**Required action A**
In the article on Australia's climate commitments, which country is hosting the virtual Climate Adaptation Summit?
**Required action B**
Continue the article on Australia's climate adaptation commitments from where it stops.

**Source document**
━━━━━━━━━━━━━━━━━━━━━━━━━━━━━━
By Sam Beever
2020 was a year that tested the strength of our communities and the resilience of our countries.
It was a year dominated by the COVID-19 pandemic.
For Australians, 2020 started with the most devastating bushfires in our history.
Nations near and far offered Australia assistance. Family and friends in Cyprus raised funds to assist with our rebuilding, recovery and future resilience.
This generosity in our hour of need was humbling. And it will never be forgotten.
2020 demonstrated the importance of marshalling collective will, innovation, resources and leadership to protect and support our communities and countries.
At the virtual Climate Adaptation Summit hosted by the Netherlands this week, Australia will reaffirm our commitment to ambitious and practical action to combat the impacts of climate change at home, in our region, and around the world.
Australia is the driest inhabited continent in the world, and hosts the oldest living cultures and some of the richest biodiversity in the world.
We are fortunate to be able to learn from the 65,000-year connection of the First Australians, our Aboriginal and Torres Strait Islander Peoples, to their country.
━━━━━━━━━━━━━━━━━━━━━━━━━━━━━━
**Data extract**
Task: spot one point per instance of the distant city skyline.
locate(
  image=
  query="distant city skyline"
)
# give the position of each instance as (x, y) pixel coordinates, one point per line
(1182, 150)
━━━━━━━━━━━━━━━━━━━━━━━━━━━━━━
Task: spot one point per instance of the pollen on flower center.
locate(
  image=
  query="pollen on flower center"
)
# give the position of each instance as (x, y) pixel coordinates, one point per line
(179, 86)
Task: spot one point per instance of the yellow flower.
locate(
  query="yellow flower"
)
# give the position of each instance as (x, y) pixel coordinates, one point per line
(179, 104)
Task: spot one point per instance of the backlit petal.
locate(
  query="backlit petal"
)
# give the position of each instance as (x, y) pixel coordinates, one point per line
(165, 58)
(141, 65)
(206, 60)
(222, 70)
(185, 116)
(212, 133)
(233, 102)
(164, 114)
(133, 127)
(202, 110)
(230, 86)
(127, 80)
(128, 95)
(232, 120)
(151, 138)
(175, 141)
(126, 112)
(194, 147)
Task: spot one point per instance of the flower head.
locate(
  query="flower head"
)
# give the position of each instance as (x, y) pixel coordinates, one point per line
━━━━━━━━━━━━━━━━━━━━━━━━━━━━━━
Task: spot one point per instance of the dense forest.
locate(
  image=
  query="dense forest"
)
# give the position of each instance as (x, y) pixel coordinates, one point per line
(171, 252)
━━━━━━━━━━━━━━━━━━━━━━━━━━━━━━
**Exercise answer A**
The Netherlands.

**Exercise answer B**
The recent bushfires demonstrated the importance of bringing together traditional Indigenous knowledge about the land with modern science.
Indigenous Rangers are on the frontline of this work, for example using traditional fire management practices to preserve and protect Australia’s natural and cultural heritage.
This year, Australia will establish a new National Resilience Relief and Recovery Agency to reduce natural disaster risk, enhance resilience and ensure effective relief and recovery to all hazards.
And a new National Climate Resilience and Adaptation Strategy will set out a future adaptation vision.
Australia recognises that climate change is the biggest long-term threat to the health of coral reefs worldwide, including those in our own iconic Great Barrier Reef.
Australia has committed $2.7 billion to the Reef 2050 Plan to effectively manage and protect the Great Barrier Reef.
We have launched a $150 million Reef Restoration and Adaptation program that brings together world leading marine science that can help reefs recover from bleaching events and adapt to changing ocean temperatures.
While our adaptation and resilience work starts at home, Australia is also committed to supporting the global community to tackle climate change.
Australia has pledged at least $1.5 billion for global climate finance in the next five years. $500 million of this funding will directly help our Pacific neighbours.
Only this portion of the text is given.